### Entries provided
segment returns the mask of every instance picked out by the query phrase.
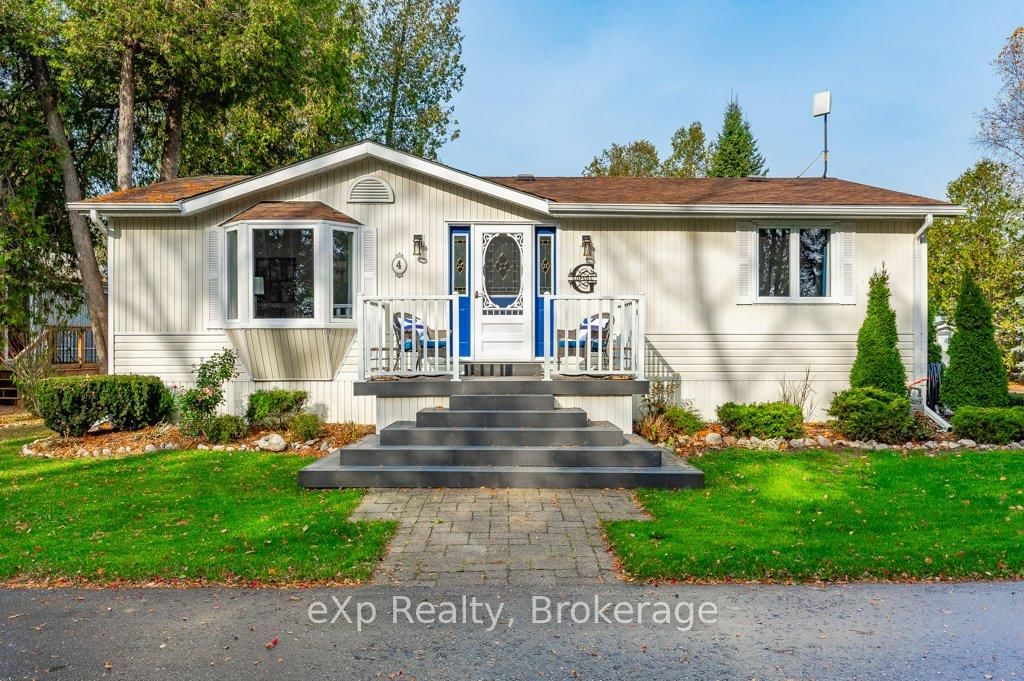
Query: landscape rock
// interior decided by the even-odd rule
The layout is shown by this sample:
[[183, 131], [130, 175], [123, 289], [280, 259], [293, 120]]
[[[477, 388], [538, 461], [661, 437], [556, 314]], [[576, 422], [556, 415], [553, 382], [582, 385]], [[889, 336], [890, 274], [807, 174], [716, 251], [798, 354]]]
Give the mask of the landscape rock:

### Task description
You are asked to reproduce each line above exactly, but to exclude the pictures.

### Task answer
segment returns the mask of every instance picked out by the query phrase.
Query: landscape rock
// interior decided by the even-odd rule
The layout is shown by this sample:
[[183, 131], [130, 175], [123, 289], [280, 259], [293, 120]]
[[[477, 388], [538, 461], [661, 437], [556, 314]], [[576, 422], [556, 415], [553, 382], [582, 385]], [[889, 336], [890, 274], [807, 174], [716, 251], [798, 354]]]
Give the mask of the landscape rock:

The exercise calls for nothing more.